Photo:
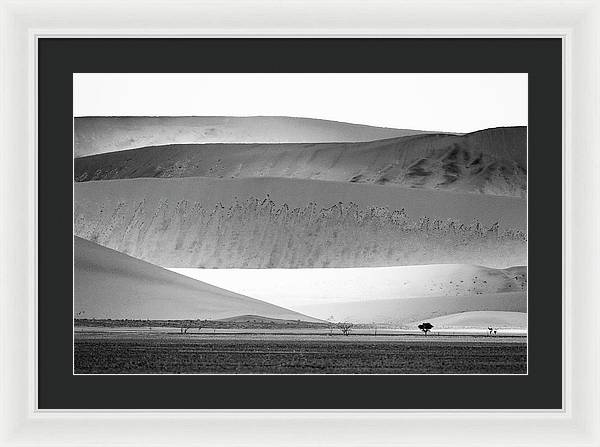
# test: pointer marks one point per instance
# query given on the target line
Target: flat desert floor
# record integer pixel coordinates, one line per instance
(131, 351)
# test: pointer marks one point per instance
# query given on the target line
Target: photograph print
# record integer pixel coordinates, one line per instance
(300, 223)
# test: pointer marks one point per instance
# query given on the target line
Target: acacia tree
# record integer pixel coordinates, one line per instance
(345, 328)
(331, 321)
(425, 327)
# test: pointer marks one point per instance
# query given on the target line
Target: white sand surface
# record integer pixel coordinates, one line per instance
(296, 287)
(109, 284)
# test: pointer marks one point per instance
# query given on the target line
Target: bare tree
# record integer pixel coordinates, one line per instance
(331, 321)
(425, 327)
(374, 326)
(345, 327)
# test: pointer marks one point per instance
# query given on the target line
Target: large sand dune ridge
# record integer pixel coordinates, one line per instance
(175, 223)
(491, 161)
(99, 134)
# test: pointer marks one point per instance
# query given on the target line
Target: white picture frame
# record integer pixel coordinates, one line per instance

======

* OBJECTIVE
Output every line of the records above as a Markdown table with the columns Row and Record line, one numbered row per nonblank line. Omit the pictures.

* ANSWER TO THIS TASK
| Row | Record line |
|---|---|
| 1 | Photo: |
| 2 | # test: pointer marks one point per instance |
| 3 | # query given on the target line |
| 4 | Target: flat desert floor |
| 5 | # record integer pixel coordinates, one line per instance |
| 6 | (131, 351) |
| 7 | # test: pointer marks one point per instance |
| 8 | # query given on the target line |
| 9 | Target: photograph print |
| 10 | # record integer pixel coordinates, one line per instance |
| 11 | (300, 223) |
| 12 | # test: pointer marks one point per instance |
| 13 | # query given on the target line |
| 14 | Target: acacia tree |
| 15 | # record integer pixel coordinates, one line per instance |
| 16 | (345, 328) |
| 17 | (331, 321) |
| 18 | (425, 327) |
| 19 | # test: pointer marks one point per instance |
| 20 | # query given on the target line |
| 21 | Target: white sand surface |
| 22 | # record integer pixel coordinates, one line per instance |
| 23 | (296, 287) |
| 24 | (109, 284) |
| 25 | # test: pointer marks one point per instance |
| 26 | # query given on the target line |
| 27 | Target: bare tree |
| 28 | # record integer pixel coordinates, one line per instance |
| 29 | (331, 321) |
| 30 | (425, 327) |
| 31 | (374, 326) |
| 32 | (345, 327) |
| 33 | # test: pointer marks one point per instance |
| 34 | # query given on the target line |
| 35 | Target: large sand dune ridge |
| 36 | # record integer pixel coordinates, one line per instance |
| 37 | (175, 223) |
| 38 | (491, 161) |
| 39 | (99, 134) |
| 40 | # test: pointer marks one point per instance |
| 41 | # query given on the target line |
| 42 | Target: white picture frame |
| 43 | # record integer pixel coordinates, one line per instance |